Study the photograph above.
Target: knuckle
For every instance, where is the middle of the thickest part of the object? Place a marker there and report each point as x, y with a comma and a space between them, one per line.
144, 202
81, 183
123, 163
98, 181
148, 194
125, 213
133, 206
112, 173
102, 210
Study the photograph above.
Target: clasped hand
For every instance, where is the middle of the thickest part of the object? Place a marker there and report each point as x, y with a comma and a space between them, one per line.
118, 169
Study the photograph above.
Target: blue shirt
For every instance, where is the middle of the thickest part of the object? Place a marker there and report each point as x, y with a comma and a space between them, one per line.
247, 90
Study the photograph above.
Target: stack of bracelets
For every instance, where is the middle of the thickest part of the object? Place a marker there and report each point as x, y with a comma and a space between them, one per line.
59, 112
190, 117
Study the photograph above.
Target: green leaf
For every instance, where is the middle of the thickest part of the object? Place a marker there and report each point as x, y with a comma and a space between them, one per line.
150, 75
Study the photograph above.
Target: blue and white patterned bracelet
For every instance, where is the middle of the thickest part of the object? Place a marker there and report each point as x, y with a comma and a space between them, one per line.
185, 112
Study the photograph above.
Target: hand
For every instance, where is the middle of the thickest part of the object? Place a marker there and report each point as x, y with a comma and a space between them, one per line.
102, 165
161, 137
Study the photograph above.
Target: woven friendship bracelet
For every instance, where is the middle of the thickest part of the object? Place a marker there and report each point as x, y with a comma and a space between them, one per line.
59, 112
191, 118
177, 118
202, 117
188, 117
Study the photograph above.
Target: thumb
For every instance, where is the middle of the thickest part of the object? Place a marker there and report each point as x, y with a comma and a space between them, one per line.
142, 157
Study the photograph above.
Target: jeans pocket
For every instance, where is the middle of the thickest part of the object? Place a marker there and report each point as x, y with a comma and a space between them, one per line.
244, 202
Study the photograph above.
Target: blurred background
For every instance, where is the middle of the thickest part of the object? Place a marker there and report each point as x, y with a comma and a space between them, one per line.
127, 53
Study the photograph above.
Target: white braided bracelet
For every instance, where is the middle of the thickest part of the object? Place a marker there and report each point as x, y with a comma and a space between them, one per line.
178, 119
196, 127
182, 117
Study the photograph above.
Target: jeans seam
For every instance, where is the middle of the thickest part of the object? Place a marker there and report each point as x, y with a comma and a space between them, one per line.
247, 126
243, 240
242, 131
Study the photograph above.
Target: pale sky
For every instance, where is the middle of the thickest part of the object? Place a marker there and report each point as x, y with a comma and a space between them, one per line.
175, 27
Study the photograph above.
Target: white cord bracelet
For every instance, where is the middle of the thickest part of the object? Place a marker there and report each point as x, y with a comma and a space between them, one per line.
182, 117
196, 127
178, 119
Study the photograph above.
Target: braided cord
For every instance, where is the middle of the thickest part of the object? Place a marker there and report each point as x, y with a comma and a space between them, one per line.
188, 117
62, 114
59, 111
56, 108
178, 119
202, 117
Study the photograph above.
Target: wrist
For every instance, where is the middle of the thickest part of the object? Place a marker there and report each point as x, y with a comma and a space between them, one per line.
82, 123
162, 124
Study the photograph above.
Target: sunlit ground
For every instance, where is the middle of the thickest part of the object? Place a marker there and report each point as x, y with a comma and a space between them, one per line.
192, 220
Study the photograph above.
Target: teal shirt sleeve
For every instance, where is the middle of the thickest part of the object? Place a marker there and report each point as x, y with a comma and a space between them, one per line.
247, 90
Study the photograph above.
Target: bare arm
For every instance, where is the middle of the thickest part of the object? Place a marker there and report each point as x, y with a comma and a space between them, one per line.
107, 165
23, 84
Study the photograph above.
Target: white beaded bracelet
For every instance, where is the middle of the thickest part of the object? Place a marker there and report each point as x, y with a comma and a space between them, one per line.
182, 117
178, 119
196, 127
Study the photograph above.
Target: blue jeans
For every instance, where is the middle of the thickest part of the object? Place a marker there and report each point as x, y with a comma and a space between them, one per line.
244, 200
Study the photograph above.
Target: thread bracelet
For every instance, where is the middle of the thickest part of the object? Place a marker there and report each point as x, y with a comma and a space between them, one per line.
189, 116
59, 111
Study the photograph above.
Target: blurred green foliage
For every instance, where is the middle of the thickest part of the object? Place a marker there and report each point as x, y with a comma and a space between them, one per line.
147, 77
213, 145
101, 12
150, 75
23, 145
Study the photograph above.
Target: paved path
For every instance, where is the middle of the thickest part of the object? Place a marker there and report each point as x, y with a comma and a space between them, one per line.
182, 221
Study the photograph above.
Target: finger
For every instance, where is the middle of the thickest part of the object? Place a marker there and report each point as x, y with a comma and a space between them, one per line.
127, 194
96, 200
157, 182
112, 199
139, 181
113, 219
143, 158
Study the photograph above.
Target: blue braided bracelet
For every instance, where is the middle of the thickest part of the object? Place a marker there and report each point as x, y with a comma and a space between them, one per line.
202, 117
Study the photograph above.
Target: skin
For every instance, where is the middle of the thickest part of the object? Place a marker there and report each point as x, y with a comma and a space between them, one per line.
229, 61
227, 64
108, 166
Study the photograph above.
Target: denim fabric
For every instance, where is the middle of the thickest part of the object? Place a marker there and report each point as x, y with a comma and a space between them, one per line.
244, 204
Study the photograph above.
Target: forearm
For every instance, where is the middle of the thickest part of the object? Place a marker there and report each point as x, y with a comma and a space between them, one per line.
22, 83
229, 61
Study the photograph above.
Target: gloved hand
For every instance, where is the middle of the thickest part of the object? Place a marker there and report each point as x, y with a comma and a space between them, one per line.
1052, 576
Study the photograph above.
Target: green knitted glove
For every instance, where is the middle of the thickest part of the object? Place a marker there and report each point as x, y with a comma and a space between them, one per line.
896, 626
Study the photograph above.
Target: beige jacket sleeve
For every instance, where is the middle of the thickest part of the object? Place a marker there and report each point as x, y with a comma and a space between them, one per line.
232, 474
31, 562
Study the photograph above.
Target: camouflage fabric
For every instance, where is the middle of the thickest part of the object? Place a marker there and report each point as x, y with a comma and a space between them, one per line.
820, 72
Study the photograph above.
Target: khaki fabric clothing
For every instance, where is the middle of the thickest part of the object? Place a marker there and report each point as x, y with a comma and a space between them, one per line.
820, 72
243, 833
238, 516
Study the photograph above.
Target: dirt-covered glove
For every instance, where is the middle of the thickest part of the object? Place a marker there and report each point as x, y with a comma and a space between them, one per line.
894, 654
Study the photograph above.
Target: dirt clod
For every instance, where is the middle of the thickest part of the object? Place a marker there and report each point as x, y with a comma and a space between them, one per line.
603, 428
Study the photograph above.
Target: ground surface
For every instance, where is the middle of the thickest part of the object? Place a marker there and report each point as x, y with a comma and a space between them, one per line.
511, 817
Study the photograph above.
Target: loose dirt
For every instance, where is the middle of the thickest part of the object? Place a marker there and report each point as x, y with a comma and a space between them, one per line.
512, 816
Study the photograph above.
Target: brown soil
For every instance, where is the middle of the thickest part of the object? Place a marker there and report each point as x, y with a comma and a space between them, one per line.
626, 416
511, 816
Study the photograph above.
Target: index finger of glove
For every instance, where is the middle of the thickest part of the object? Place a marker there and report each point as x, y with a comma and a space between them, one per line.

****

Work to complete:
Which lines in the items above contain the word "cord"? Report each such line in full, one per line.

Written response:
Target: white cord bracelet
Target: braided cord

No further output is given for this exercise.